* [What you will do] Reproduce the records below exactly; no pictures.

(Point-per-instance localization data)

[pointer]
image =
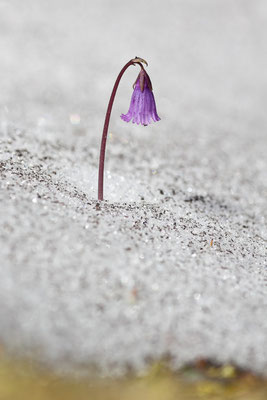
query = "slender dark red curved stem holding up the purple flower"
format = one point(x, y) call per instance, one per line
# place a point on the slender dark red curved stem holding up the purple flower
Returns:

* [Solution to this exercise]
[pointer]
image =
query = "slender dark red curved stem holding up the purple flower"
format = one point(x, y) call per instance, one per line
# place a point on the slender dark red curved stem holding up the purple flower
Returns:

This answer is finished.